Task requirements →
a: From the Handy Manny blog post, reproduce everything from "Don't get me" down to "to that later)", swapping "envious" for "jealous".
b: Condense the paragraph of the Handy Manny blog post that begins "Here is my husbands dream" into a shorter version that keeps its main facts.
++++ Study text
Sunday, April 26, 2009

The Handy Manny Envy syndrome

My husband (who will hate me for this post..haha) has Handy Manny Envy syndrome. He's outside right now building a play set and patiently waiting for Manny and his tools to show up....I think he's going to be waiting a while!
Now for those of you who are fortunate enough to have not seen this show, let me tell you a little about it. Handy Manny has tools that not only talk to him, but THEY DO ALL THE WORK TOO!!!! How amazing is that? This show was definitely made by a guy. Only a guy could come up with the concept of this show. Only Disney would put it on their network too...again, a guy thing. (no offense guys!!!)
Don't get me wrong. I can imagine a world where things did their the work on their own, however, I'm not envious. (okay well maybe a little, but we'll get to that later)
Here is my husbands dream. Tools that talk to him, and do all the work. Specially the flat head screw driver, which he is sure was designed by Satan himself. He HATES flat head screwdrivers. If I want to guarantee the silent treatment, I bring home flat head screws!! His next part of his dream, after the tools working is Kelley. Kelley owns the hardware store that has everything imaginable in it...even things that you wouldn't normally see in a hardware store!
++++++++
++++ Data listing
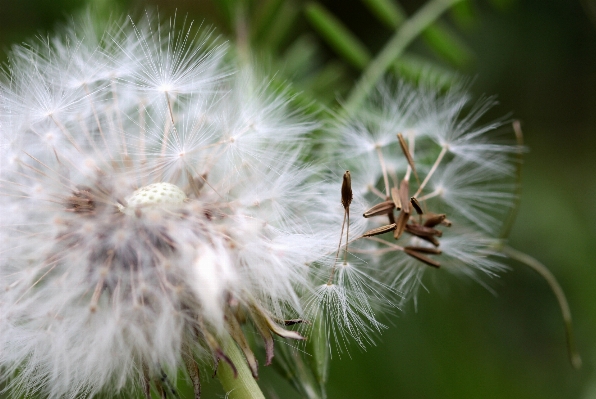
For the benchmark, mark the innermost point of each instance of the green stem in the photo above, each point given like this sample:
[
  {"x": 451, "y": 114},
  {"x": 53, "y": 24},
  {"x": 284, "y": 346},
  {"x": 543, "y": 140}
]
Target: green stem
[
  {"x": 538, "y": 267},
  {"x": 394, "y": 48},
  {"x": 243, "y": 385}
]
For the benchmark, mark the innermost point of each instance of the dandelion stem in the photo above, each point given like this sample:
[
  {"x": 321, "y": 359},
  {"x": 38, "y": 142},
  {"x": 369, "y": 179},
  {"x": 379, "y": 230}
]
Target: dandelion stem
[
  {"x": 431, "y": 172},
  {"x": 394, "y": 48},
  {"x": 243, "y": 385},
  {"x": 539, "y": 268}
]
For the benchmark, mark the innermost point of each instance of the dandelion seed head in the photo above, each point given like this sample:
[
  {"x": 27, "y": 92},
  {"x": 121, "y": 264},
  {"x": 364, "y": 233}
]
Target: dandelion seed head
[{"x": 133, "y": 226}]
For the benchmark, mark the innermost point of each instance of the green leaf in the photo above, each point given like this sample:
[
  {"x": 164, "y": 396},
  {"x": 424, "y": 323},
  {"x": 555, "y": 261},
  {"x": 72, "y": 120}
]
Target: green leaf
[
  {"x": 464, "y": 14},
  {"x": 388, "y": 11},
  {"x": 337, "y": 35},
  {"x": 282, "y": 26},
  {"x": 318, "y": 346}
]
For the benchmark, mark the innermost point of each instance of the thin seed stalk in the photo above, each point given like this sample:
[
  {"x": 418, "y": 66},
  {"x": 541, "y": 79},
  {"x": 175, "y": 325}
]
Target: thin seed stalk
[
  {"x": 394, "y": 48},
  {"x": 542, "y": 270},
  {"x": 242, "y": 386}
]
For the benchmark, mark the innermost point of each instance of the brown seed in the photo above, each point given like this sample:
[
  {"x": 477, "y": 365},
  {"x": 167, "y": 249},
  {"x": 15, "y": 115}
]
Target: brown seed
[
  {"x": 380, "y": 209},
  {"x": 423, "y": 231},
  {"x": 402, "y": 221},
  {"x": 404, "y": 196},
  {"x": 380, "y": 230},
  {"x": 346, "y": 190},
  {"x": 416, "y": 205},
  {"x": 422, "y": 258}
]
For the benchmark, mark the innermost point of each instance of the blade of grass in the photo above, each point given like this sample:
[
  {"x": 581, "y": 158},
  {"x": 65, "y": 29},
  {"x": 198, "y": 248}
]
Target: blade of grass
[{"x": 388, "y": 12}]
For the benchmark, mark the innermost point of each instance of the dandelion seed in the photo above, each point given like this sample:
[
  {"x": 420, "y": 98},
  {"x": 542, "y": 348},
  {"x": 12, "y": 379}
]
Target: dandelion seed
[{"x": 461, "y": 180}]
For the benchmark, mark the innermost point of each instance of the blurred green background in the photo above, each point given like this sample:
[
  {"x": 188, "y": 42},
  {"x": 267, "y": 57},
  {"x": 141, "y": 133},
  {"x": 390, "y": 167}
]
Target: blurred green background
[{"x": 539, "y": 57}]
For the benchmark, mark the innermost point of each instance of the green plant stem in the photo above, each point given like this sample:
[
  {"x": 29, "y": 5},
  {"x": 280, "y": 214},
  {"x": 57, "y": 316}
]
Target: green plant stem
[
  {"x": 394, "y": 48},
  {"x": 243, "y": 385},
  {"x": 538, "y": 267}
]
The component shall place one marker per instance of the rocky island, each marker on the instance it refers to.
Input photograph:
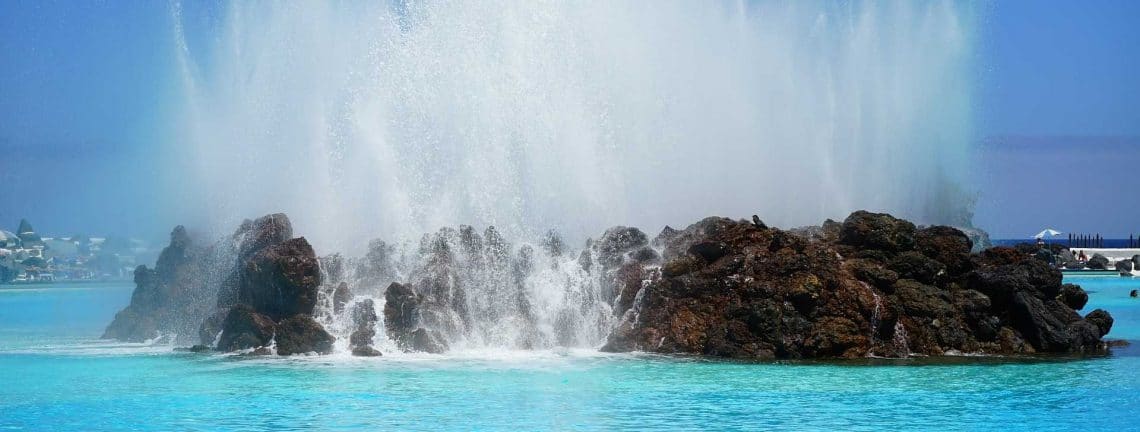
(872, 285)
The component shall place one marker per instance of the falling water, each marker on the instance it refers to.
(387, 120)
(390, 120)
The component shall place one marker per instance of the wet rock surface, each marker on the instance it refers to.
(364, 328)
(871, 285)
(245, 292)
(170, 300)
(301, 334)
(880, 286)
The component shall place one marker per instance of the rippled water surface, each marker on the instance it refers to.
(56, 375)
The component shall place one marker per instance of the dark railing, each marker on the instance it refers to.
(1098, 241)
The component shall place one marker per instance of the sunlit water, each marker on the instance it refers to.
(56, 375)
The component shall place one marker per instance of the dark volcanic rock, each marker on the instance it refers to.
(301, 334)
(402, 312)
(265, 231)
(282, 280)
(1073, 296)
(918, 267)
(364, 325)
(341, 298)
(171, 299)
(1101, 319)
(946, 245)
(732, 288)
(244, 328)
(243, 292)
(617, 242)
(428, 341)
(877, 231)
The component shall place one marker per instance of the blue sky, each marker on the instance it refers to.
(82, 87)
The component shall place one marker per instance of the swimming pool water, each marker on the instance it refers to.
(56, 375)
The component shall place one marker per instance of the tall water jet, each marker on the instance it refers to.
(392, 120)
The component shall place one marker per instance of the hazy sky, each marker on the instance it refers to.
(82, 87)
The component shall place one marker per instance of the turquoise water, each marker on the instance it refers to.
(55, 375)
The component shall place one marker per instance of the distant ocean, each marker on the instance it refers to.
(1106, 242)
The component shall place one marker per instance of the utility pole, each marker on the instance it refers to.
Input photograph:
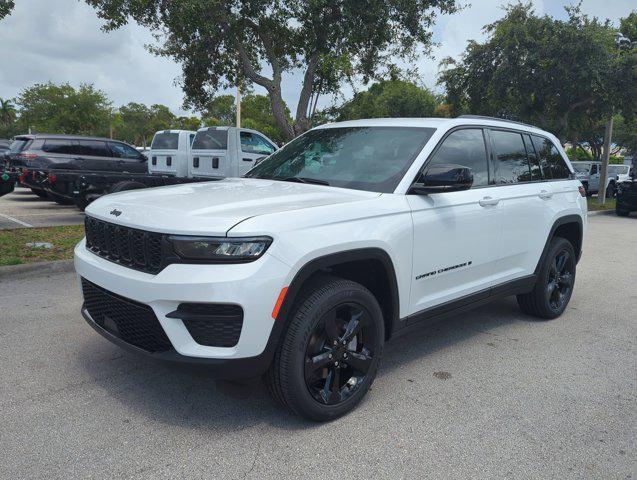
(238, 105)
(603, 174)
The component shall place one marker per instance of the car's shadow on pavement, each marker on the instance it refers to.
(191, 399)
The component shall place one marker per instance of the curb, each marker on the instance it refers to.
(601, 212)
(14, 272)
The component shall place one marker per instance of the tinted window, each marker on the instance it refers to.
(550, 156)
(18, 145)
(466, 148)
(534, 162)
(363, 158)
(165, 141)
(121, 150)
(94, 148)
(211, 139)
(57, 146)
(512, 166)
(253, 143)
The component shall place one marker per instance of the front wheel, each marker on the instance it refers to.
(330, 353)
(554, 284)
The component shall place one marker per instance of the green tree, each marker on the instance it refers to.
(54, 108)
(538, 69)
(223, 43)
(391, 98)
(7, 118)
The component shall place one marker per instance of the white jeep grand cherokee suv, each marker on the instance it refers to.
(349, 235)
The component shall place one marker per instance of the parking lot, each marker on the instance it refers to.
(489, 394)
(22, 208)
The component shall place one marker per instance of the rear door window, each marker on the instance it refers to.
(467, 148)
(121, 150)
(94, 148)
(253, 143)
(165, 141)
(534, 162)
(211, 139)
(550, 156)
(57, 146)
(512, 164)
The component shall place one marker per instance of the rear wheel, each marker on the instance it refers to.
(40, 193)
(59, 199)
(554, 285)
(330, 353)
(126, 185)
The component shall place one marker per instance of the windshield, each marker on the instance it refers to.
(618, 169)
(581, 168)
(362, 158)
(211, 139)
(18, 145)
(165, 141)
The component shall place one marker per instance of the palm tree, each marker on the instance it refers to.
(7, 112)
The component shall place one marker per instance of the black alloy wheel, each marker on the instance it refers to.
(554, 284)
(560, 280)
(339, 353)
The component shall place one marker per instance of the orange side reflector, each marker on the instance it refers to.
(279, 302)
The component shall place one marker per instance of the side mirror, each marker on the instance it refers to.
(443, 178)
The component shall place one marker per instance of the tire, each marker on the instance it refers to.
(126, 185)
(324, 309)
(554, 285)
(59, 199)
(40, 193)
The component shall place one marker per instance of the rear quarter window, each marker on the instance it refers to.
(550, 159)
(211, 139)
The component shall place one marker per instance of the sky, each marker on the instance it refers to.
(61, 41)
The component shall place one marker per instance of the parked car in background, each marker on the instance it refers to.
(627, 195)
(589, 172)
(219, 152)
(170, 152)
(4, 145)
(35, 156)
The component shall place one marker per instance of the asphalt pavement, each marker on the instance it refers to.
(22, 208)
(488, 394)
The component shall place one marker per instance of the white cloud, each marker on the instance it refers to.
(61, 41)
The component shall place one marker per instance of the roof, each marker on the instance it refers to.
(434, 123)
(62, 136)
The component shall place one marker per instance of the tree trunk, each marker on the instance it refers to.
(608, 135)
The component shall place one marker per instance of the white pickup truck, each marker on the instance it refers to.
(219, 152)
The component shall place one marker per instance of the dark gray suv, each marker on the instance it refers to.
(35, 155)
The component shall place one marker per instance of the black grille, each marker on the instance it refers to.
(133, 322)
(212, 325)
(127, 246)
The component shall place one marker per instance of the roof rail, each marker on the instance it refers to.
(485, 117)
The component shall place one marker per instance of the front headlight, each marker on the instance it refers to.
(220, 249)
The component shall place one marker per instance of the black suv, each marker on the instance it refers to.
(35, 155)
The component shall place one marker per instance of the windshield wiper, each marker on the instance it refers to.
(302, 180)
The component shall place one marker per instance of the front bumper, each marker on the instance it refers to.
(253, 286)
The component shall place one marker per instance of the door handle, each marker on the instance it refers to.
(544, 195)
(488, 202)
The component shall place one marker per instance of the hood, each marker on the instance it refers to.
(213, 208)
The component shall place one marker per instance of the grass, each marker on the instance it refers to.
(593, 206)
(13, 249)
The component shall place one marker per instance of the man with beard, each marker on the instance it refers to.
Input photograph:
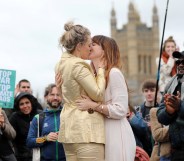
(171, 111)
(49, 122)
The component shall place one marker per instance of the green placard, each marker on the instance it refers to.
(7, 87)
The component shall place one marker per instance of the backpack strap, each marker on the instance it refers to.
(41, 120)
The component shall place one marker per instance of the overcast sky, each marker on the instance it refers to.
(30, 30)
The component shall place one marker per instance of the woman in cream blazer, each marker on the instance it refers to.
(81, 132)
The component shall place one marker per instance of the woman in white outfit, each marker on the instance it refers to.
(120, 142)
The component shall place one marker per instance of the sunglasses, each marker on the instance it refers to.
(178, 62)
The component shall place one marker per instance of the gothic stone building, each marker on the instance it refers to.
(139, 47)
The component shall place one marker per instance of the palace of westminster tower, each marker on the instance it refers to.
(139, 47)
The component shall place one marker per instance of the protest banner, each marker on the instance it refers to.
(7, 87)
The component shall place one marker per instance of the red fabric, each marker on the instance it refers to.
(141, 155)
(165, 58)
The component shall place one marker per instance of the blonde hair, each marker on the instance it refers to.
(73, 35)
(169, 39)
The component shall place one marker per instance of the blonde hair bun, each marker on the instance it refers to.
(68, 26)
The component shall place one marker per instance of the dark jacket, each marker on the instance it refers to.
(139, 127)
(21, 123)
(175, 121)
(6, 136)
(51, 123)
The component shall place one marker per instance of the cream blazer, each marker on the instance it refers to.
(78, 126)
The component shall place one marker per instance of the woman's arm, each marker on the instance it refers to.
(94, 87)
(7, 128)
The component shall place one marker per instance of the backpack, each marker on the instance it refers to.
(141, 154)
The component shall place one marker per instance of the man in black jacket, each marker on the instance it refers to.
(7, 133)
(171, 111)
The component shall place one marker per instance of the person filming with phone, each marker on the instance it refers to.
(171, 109)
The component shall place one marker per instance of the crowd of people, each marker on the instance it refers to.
(88, 114)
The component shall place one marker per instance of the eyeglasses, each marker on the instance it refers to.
(178, 62)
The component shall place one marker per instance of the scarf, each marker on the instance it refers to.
(165, 58)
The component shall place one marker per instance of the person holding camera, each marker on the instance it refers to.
(171, 109)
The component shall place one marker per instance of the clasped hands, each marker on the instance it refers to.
(85, 103)
(172, 102)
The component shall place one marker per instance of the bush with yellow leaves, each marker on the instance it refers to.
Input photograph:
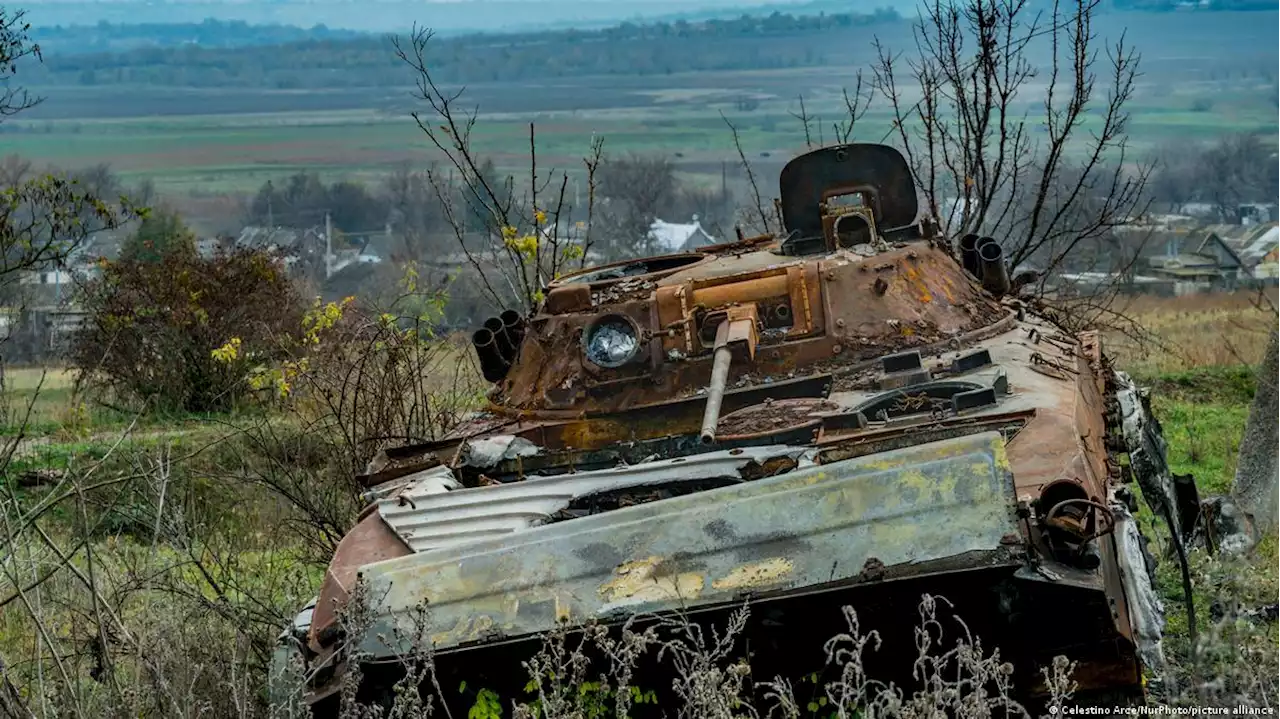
(181, 331)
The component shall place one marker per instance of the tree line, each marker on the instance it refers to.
(114, 37)
(748, 42)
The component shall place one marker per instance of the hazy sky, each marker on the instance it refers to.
(382, 15)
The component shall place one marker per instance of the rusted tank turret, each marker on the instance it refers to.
(853, 413)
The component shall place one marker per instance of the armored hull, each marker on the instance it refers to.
(854, 415)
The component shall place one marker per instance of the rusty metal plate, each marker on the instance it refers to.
(813, 526)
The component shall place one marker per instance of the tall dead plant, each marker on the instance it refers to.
(526, 232)
(1045, 178)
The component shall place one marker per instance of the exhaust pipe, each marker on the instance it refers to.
(969, 255)
(506, 348)
(995, 274)
(493, 365)
(515, 328)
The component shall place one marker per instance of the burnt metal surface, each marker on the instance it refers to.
(808, 527)
(807, 178)
(887, 411)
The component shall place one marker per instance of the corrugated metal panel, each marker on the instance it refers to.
(430, 517)
(812, 526)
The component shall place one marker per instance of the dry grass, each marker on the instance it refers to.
(1191, 331)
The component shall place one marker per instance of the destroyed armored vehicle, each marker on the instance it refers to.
(856, 412)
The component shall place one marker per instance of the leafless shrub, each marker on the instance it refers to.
(1234, 660)
(525, 237)
(712, 679)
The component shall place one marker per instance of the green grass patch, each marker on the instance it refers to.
(1203, 412)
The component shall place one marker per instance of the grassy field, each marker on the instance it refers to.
(237, 151)
(216, 505)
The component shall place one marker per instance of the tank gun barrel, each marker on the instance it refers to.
(736, 329)
(716, 392)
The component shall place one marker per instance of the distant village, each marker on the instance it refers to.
(1182, 253)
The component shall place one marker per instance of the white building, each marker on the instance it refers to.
(671, 237)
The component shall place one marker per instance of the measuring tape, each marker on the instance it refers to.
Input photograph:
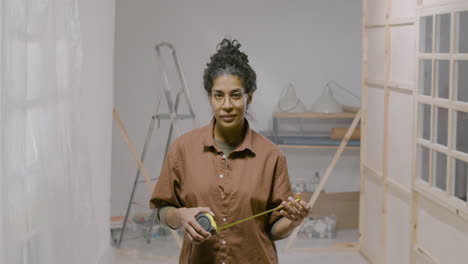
(207, 222)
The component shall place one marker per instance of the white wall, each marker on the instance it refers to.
(97, 27)
(307, 43)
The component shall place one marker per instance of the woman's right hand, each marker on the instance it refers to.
(186, 217)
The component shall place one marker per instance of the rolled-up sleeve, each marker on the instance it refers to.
(167, 190)
(281, 188)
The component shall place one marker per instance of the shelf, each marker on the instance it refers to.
(314, 147)
(314, 115)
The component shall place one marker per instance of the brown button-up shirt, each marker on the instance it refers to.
(252, 179)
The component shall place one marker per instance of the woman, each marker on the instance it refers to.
(230, 171)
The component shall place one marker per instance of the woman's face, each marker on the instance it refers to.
(229, 101)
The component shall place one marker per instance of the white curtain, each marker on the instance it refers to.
(47, 208)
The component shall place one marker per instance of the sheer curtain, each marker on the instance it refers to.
(47, 208)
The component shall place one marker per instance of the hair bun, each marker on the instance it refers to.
(231, 48)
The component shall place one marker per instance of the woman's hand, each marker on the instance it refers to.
(294, 210)
(186, 217)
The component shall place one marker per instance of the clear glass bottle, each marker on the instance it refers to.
(315, 182)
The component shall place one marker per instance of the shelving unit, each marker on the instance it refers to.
(323, 143)
(319, 142)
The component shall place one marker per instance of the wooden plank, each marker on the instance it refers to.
(365, 256)
(386, 128)
(340, 247)
(314, 147)
(423, 257)
(314, 115)
(405, 88)
(375, 83)
(141, 167)
(325, 177)
(132, 149)
(364, 107)
(456, 207)
(399, 22)
(401, 191)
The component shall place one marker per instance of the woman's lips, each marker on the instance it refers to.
(228, 118)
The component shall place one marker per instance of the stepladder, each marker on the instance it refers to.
(174, 99)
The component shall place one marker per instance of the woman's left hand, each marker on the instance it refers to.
(294, 210)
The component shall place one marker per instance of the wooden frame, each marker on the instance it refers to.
(420, 189)
(323, 181)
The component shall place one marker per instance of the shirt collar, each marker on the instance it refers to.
(246, 144)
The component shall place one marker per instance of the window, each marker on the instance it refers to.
(442, 100)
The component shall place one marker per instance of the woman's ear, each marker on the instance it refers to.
(249, 97)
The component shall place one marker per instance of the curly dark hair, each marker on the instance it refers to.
(229, 60)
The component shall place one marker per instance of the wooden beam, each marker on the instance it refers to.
(364, 65)
(325, 177)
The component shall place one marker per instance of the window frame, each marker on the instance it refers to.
(445, 197)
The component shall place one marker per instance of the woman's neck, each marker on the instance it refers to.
(232, 136)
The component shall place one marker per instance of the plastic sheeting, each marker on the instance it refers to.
(48, 210)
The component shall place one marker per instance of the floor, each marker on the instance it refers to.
(135, 250)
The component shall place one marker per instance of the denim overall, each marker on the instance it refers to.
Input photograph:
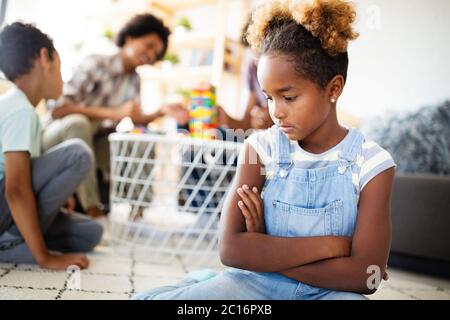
++++++++
Solutions per task →
a:
Don't get me wrong. I can imagine a world where things did their the work on their own, however, I'm not jealous. (okay well maybe a little, but we'll get to that later)

b: The husband dreams of tools that talk to him and do all the work, especially since he hates flat head screwdrivers, which he is sure were designed by Satan. Bringing home flat head screws guarantees the silent treatment. The next part of his dream is Kelley, who owns a hardware store stocked with everything imaginable, even things not normally found in a hardware store.